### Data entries
--- --- ---
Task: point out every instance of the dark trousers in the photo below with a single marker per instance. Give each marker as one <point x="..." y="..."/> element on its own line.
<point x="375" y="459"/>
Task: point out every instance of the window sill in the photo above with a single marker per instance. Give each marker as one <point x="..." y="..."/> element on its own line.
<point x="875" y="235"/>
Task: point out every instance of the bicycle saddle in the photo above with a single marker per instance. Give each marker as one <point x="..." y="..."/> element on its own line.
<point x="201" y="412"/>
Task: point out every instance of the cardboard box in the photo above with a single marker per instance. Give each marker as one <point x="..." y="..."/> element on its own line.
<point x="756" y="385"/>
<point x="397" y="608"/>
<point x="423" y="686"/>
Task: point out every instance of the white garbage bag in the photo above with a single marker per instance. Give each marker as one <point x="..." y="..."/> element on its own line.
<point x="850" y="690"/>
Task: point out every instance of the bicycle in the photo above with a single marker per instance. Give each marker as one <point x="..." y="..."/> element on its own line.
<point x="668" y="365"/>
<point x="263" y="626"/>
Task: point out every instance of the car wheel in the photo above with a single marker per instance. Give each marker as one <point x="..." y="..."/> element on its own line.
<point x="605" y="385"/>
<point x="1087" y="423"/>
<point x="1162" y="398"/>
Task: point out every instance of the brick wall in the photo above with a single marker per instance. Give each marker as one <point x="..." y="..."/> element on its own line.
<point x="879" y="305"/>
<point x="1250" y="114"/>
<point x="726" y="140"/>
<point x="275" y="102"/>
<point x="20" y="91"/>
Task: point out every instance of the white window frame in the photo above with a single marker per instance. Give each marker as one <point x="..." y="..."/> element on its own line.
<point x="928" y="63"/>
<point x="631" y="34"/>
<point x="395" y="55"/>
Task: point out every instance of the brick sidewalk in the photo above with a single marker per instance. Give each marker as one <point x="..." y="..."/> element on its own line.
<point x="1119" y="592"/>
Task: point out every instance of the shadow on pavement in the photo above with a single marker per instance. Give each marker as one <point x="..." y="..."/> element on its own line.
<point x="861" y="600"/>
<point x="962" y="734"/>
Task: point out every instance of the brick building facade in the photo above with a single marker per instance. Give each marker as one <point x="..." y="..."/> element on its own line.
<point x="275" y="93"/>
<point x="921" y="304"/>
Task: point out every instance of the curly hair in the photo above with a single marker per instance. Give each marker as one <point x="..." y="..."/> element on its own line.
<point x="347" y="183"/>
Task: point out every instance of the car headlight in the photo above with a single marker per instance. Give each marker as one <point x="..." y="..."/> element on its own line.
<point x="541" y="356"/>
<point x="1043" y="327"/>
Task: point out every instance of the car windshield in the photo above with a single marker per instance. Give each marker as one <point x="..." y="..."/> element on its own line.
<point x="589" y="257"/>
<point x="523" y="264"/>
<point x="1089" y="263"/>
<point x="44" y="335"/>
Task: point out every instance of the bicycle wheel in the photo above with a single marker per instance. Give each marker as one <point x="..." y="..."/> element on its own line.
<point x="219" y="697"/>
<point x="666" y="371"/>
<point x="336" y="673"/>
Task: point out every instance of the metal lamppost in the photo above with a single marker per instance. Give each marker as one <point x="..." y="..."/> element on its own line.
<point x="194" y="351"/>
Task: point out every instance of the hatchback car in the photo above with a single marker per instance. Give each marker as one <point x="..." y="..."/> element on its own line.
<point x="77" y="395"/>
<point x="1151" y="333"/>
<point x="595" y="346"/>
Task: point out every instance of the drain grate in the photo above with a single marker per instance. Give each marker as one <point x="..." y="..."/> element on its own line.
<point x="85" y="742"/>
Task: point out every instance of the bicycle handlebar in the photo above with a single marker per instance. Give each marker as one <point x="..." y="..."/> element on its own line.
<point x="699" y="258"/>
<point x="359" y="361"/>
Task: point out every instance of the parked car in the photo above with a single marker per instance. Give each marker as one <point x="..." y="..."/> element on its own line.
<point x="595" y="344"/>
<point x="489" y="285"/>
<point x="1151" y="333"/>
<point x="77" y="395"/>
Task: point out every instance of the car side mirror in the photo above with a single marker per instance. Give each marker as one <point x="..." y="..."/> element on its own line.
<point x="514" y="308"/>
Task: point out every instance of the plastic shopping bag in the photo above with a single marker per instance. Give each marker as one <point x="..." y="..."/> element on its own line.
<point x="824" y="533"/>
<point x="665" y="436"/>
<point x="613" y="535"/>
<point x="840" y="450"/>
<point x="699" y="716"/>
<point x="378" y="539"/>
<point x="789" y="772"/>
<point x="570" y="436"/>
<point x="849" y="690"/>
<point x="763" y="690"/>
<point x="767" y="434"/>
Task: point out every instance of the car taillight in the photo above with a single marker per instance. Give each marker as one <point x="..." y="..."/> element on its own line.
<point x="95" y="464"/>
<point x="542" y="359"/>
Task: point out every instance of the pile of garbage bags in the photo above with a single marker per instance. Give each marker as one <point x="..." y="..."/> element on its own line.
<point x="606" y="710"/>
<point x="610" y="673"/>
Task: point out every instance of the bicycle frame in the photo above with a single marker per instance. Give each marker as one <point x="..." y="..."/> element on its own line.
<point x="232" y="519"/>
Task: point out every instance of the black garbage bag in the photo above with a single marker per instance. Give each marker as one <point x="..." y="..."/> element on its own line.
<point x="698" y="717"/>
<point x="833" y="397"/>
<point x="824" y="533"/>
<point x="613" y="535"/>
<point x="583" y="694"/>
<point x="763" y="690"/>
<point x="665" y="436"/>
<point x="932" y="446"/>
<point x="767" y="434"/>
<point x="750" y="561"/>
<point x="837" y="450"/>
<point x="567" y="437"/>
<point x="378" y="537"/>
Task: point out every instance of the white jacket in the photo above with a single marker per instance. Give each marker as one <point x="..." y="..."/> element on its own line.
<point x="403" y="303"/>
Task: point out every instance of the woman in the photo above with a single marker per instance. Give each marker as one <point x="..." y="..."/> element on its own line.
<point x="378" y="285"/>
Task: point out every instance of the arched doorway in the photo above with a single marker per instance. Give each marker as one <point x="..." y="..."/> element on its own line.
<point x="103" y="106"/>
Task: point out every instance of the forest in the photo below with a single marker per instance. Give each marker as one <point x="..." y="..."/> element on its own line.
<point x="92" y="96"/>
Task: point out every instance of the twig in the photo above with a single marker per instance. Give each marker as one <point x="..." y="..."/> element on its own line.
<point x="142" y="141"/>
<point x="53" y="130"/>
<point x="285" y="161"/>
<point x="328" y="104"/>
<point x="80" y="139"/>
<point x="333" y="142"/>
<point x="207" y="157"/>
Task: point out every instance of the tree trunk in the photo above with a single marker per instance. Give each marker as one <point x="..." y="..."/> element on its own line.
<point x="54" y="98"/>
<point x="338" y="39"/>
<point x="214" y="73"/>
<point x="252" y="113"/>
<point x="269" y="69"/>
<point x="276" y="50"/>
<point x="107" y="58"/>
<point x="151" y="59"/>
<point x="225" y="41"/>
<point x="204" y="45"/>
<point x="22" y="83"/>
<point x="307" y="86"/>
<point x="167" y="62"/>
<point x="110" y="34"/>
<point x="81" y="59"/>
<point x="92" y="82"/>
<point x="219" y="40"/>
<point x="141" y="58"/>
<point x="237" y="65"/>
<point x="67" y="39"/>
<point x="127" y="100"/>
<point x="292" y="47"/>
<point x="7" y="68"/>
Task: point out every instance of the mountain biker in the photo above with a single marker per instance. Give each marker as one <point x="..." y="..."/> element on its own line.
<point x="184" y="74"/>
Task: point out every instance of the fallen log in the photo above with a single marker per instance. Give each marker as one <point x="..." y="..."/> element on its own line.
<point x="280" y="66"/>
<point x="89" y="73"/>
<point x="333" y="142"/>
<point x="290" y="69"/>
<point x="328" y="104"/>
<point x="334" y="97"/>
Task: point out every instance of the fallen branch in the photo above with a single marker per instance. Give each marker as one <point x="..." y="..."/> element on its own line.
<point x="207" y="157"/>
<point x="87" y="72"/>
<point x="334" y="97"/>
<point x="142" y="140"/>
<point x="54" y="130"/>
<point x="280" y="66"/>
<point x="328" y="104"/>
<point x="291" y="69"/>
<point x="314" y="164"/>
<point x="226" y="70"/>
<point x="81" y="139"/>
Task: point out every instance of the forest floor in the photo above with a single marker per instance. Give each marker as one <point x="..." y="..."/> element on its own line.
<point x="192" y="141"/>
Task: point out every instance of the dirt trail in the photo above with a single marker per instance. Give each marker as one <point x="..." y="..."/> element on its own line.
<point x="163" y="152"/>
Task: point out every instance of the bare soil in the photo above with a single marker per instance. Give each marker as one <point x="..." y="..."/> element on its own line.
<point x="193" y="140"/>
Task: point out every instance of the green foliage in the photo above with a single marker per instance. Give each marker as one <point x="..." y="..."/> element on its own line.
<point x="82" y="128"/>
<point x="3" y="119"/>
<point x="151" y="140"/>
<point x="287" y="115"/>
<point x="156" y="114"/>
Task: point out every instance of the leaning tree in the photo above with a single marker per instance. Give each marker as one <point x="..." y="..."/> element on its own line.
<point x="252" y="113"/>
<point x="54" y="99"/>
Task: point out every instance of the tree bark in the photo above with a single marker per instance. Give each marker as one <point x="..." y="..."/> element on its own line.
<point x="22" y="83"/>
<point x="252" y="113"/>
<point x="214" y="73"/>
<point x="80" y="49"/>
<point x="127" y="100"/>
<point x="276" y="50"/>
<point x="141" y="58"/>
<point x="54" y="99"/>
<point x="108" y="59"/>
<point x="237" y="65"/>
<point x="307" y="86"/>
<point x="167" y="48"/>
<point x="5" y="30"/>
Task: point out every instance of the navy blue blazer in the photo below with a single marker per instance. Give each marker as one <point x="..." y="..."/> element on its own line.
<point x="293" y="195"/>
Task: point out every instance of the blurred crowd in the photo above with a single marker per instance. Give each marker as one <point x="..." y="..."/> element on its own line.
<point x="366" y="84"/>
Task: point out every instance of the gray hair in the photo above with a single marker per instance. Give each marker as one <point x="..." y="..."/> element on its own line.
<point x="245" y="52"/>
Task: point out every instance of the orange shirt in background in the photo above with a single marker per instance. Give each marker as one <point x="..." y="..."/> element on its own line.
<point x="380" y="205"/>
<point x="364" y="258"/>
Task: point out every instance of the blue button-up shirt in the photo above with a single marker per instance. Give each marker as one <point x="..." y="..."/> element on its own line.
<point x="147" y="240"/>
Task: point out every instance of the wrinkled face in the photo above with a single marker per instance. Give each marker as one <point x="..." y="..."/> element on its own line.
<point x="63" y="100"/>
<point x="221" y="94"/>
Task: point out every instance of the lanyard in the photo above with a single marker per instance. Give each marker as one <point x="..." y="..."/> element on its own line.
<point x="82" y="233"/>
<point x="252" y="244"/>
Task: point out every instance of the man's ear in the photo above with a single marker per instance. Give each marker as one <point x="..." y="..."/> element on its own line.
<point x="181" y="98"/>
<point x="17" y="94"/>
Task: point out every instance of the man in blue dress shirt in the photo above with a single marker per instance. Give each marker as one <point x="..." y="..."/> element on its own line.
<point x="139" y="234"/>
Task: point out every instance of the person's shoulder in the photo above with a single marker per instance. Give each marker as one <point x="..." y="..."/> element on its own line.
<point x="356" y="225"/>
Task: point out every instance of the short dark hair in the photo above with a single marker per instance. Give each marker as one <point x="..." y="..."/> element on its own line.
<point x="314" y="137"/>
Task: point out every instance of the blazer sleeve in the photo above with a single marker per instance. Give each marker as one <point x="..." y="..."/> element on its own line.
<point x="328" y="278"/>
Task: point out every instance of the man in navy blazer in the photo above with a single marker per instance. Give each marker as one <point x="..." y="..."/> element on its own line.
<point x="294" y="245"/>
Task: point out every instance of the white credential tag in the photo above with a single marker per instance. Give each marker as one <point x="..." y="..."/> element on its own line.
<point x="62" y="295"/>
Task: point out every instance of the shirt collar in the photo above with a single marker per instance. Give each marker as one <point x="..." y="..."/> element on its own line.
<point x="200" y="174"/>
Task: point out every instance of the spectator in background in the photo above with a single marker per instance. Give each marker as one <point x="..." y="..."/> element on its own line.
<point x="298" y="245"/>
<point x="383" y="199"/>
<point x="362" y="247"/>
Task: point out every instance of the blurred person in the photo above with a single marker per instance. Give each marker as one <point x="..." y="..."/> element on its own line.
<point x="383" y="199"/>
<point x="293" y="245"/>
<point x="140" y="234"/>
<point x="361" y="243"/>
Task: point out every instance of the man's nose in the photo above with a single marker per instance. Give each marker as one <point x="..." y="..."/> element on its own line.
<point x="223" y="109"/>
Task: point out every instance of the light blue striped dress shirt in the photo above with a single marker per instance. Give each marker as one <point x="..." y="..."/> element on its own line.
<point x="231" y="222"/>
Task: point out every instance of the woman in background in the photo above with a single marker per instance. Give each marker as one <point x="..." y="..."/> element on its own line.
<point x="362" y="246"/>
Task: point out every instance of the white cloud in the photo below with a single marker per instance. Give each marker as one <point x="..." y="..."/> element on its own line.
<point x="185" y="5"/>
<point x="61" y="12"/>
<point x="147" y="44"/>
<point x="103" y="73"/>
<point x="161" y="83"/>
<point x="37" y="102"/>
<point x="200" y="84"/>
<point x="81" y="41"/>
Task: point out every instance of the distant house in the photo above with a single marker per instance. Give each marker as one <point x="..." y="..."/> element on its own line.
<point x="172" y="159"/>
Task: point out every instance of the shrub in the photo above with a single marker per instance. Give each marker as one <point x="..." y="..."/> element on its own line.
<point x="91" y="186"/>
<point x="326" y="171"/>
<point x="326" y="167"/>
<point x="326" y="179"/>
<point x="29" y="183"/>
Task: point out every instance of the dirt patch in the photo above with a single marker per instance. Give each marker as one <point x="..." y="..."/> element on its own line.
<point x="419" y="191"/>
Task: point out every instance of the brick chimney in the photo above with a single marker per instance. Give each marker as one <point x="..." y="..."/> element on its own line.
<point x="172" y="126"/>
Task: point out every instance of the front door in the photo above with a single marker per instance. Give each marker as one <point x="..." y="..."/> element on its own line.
--- --- ---
### WHAT IS NEEDED
Please quote exactly the lines from the one containing "Task: point out every instance of the distant" through the last line of the records above, both included, and nothing else.

### REPLY TO THE EXERCISE
Task: point out every instance of the distant house in the photo above with a single marker per instance. Give each marker as one <point x="..." y="..."/> element on its own line.
<point x="172" y="159"/>
Task: point out every instance of the shrub in the photo above with a single marker per instance. Give each marker as one <point x="..." y="..."/> element on its own line.
<point x="91" y="186"/>
<point x="326" y="171"/>
<point x="326" y="167"/>
<point x="326" y="179"/>
<point x="29" y="183"/>
Task: point out every instance of the dirt patch in the photo above with a single marker per instance. Give each marker as one <point x="..." y="..."/> element on its own line.
<point x="419" y="191"/>
Task: point out every instance of the brick chimney in the photo above with a single marker per instance. Give each marker as one <point x="..." y="..."/> element on its own line.
<point x="172" y="126"/>
Task: point out every instance of the front door in the photo above with a single marker per instance. Give each marker as one <point x="..." y="..."/> element on its own line.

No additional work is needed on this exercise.